• Directive:
Rewrite the lines of the records below as a numbered list, omitting blank lines and leaving the pictures out of your answer.

• Stored rows:
──────────────────────────────

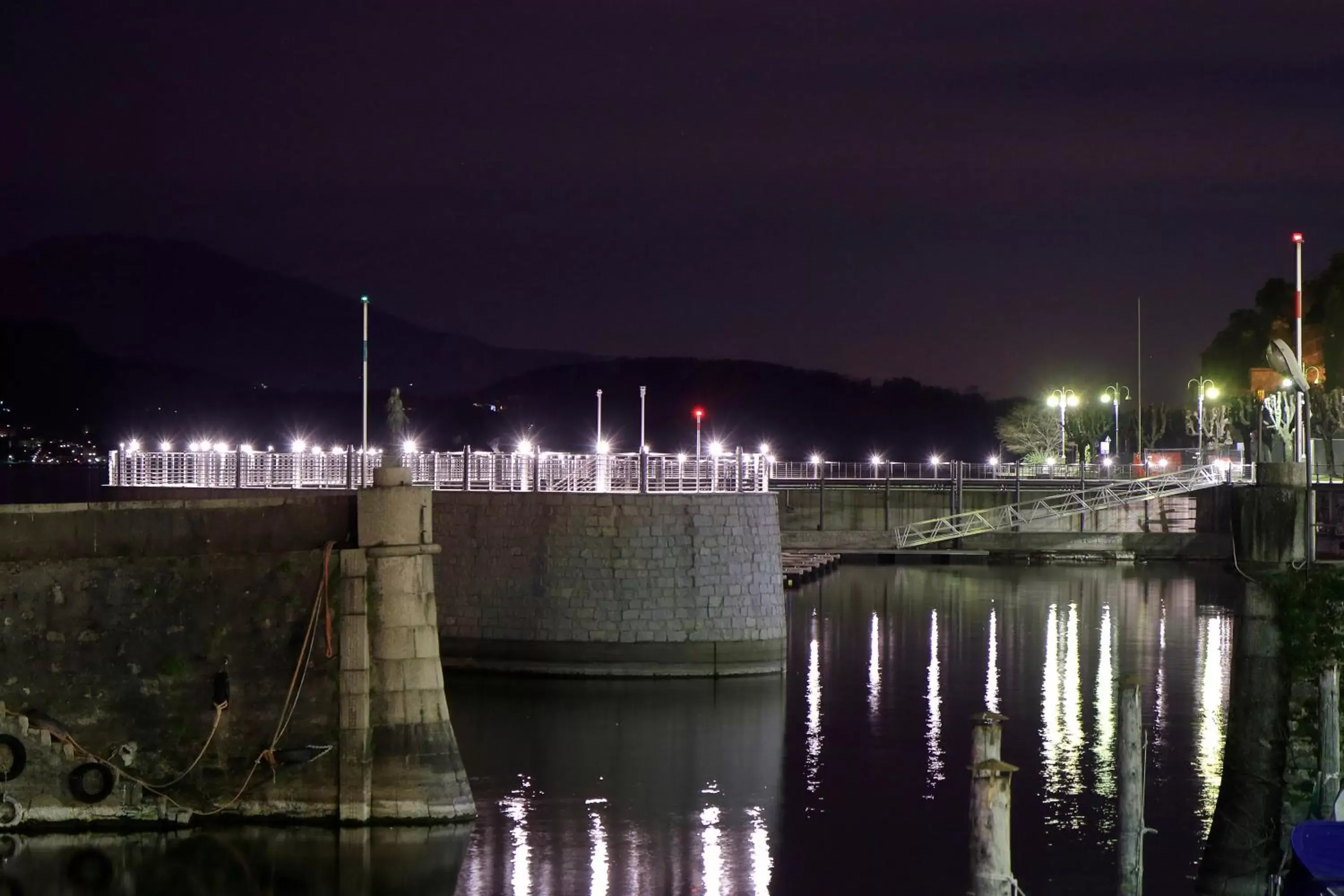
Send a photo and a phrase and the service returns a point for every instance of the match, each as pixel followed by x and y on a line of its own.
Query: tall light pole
pixel 1111 396
pixel 363 437
pixel 1210 392
pixel 1297 315
pixel 1062 400
pixel 644 445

──────────────────────────────

• The answer:
1. Send a photo and a phrase and the service returns a point for every instance of the match, each as pixel followed by x and y on a line of its own.
2. Query: tall light pole
3. pixel 1111 396
4. pixel 363 437
5. pixel 1210 392
6. pixel 1297 315
7. pixel 1062 400
8. pixel 644 445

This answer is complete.